TASK DESCRIPTION »
Retype, word for word, the portion of the forum thread that opens with the words containing "# belated introductions" and closes with "my online brethren.".

PASSAGE SHOWN »
==========

# belated introductions



## caeservi (Nov 30, 2008)

Greetings brethren,

After being a member for a couple of months, I finally got around to introducing myself.  My name is Shane and I am a member of Azle #601.  I was raised 3-13-2008.  I have earned an A certificate this month (My usual vocation is that of being a lawyer, which certainly helped in the memory work).  I love the esoteric work and even as a new mason, I pride myself on being a ritualist.  I currently do not hold an office (there was brothers ahead of me who wished to be in the lineup), but God and the brethren willing, I will be in the line up this June.  I am the pro tem de jour.  When they need a station or place filled temporarily, they sometimes ask me.  I have enjoyed this forum and look forward to even more fellowship with you, my online brethren.

Shane


----------



## js4253 (Nov 30, 2008)

Congratulations Shane!  You are obviously very sharp.  I wish I could memorize the work as well as you.  I know you will be an asset to your Lodge.


----------



## TCShelton (Nov 30, 2008)

Azle, wow, that is right down the road...


----------



## nick1368 (Nov 30, 2008)

Good to hear from you Shane and congrats on your A certificate.


----------



## owls84 (Dec 1, 2008)

Good to hear from you Brother. Glad to have you on the site. I have a feeling we will be seeing each other soon. I see you are in Azle.


----------

==========

INFORMATION PROVIDED »
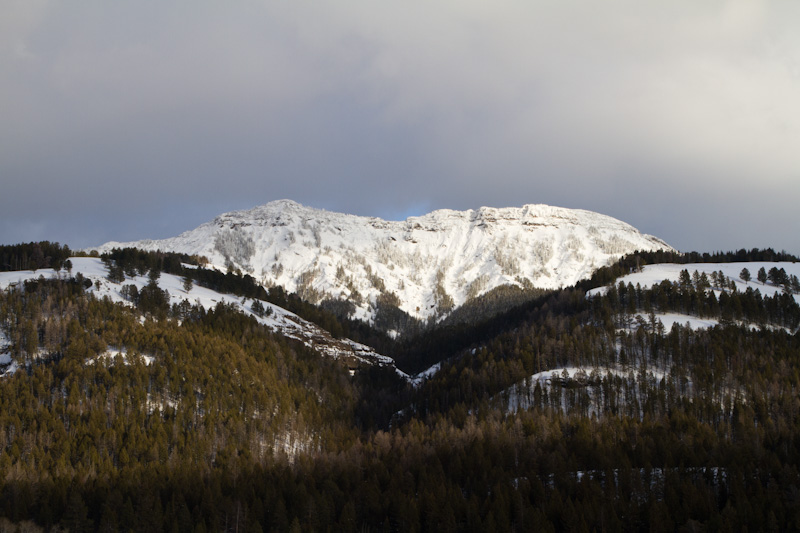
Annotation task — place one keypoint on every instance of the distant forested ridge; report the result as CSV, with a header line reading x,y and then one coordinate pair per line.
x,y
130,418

==========

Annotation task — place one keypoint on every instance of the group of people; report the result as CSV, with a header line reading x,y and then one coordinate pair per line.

==========

TASK OUTPUT »
# belated introductions



## caeservi (Nov 30, 2008)

Greetings brethren,

After being a member for a couple of months, I finally got around to introducing myself.  My name is Shane and I am a member of Azle #601.  I was raised 3-13-2008.  I have earned an A certificate this month (My usual vocation is that of being a lawyer, which certainly helped in the memory work).  I love the esoteric work and even as a new mason, I pride myself on being a ritualist.  I currently do not hold an office (there was brothers ahead of me who wished to be in the lineup), but God and the brethren willing, I will be in the line up this June.  I am the pro tem de jour.  When they need a station or place filled temporarily, they sometimes ask me.  I have enjoyed this forum and look forward to even more fellowship with you, my online brethren.